*DIRECTIONS:* Produce a word-for-word copy of the listing below without its pictures.

*MATERIAL SUPPLIED:*

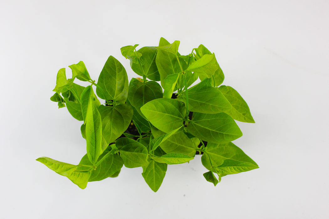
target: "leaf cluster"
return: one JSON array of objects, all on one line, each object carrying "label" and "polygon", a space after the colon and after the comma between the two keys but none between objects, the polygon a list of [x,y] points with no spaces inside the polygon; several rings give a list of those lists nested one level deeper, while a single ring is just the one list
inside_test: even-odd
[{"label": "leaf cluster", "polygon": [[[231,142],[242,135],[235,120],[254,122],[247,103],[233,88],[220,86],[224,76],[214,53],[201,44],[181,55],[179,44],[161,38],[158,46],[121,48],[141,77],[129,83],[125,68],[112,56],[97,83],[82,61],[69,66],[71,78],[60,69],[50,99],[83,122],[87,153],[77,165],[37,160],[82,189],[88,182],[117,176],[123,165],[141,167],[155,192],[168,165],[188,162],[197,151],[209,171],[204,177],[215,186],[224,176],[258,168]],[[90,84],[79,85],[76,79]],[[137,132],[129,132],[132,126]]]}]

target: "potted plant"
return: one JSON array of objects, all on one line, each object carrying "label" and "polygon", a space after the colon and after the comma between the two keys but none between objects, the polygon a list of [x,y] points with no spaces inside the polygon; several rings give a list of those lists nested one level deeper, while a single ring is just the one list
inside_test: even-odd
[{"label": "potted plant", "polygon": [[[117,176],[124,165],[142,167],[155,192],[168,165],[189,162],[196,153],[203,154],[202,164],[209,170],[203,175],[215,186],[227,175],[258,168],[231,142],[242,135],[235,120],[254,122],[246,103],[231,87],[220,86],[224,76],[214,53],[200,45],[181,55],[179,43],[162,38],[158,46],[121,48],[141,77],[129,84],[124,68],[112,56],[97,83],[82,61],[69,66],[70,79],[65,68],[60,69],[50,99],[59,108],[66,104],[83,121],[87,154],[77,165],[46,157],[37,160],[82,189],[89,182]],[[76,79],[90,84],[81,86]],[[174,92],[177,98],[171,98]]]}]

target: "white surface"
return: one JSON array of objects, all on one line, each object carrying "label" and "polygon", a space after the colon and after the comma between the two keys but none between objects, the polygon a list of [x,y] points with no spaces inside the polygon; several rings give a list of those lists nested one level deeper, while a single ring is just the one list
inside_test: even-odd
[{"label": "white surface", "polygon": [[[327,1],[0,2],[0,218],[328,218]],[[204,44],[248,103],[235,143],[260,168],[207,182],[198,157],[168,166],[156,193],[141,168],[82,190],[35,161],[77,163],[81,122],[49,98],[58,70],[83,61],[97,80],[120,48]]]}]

*EXERCISE OUTPUT:*
target: "leaf cluster"
return: one JSON array of objects, all on one line, each object carrying "label" and "polygon", a space after the colon and after the comma between the two keys but none between objects, the polygon a list of [x,y] points with no spaces inside the polygon; several rings give a list of those lists nested one level deeper, while a single ring is just the one list
inside_test: even-odd
[{"label": "leaf cluster", "polygon": [[[231,142],[242,135],[235,120],[254,122],[247,103],[233,88],[220,86],[224,76],[214,53],[201,44],[181,55],[179,44],[161,38],[158,46],[121,48],[141,77],[129,83],[125,68],[112,56],[97,83],[82,61],[69,66],[71,78],[60,69],[50,99],[83,122],[87,153],[77,165],[37,160],[82,189],[88,182],[117,176],[123,165],[141,167],[155,192],[168,165],[188,162],[197,151],[209,171],[204,177],[215,186],[224,176],[258,168]],[[90,84],[79,85],[76,79]],[[137,132],[129,132],[132,126]]]}]

target: "potted plant"
return: one JSON array of objects, all on one line, each object carrying "label" and "polygon", a space after the colon and after the comma between the two keys but none between objects, the polygon a list of [x,y] points with no spaces inside the polygon; several rings give a list of those lists nested one level deeper, while a single ring is just the one list
inside_test: even-odd
[{"label": "potted plant", "polygon": [[[117,176],[124,165],[142,167],[155,192],[168,165],[189,162],[196,153],[203,154],[202,164],[209,170],[203,175],[215,186],[227,175],[258,168],[231,142],[242,135],[235,120],[254,122],[246,103],[231,87],[220,86],[224,76],[214,53],[200,45],[181,55],[179,43],[162,38],[158,46],[121,48],[141,77],[129,84],[124,68],[112,56],[97,83],[82,61],[69,66],[70,79],[65,68],[60,69],[50,99],[59,108],[66,104],[83,121],[87,154],[77,165],[46,157],[37,160],[82,189],[89,182]],[[76,79],[90,84],[81,86]],[[174,92],[177,98],[171,98]]]}]

target: "white surface"
return: one JSON array of objects, all on one line, each object carrying "label" and "polygon", a space after the colon and after the comma between the two keys but none between objects, the polygon a list of [x,y] points with no spaces inside the polygon; several rings give a list of those lists nested one level deeper, while a single ring is just the one list
inside_test: even-odd
[{"label": "white surface", "polygon": [[[327,1],[0,2],[0,218],[328,218]],[[204,44],[248,103],[235,143],[260,168],[207,182],[198,157],[168,166],[156,193],[141,168],[82,190],[35,161],[77,163],[81,122],[49,98],[58,70],[83,61],[97,80],[120,48]]]}]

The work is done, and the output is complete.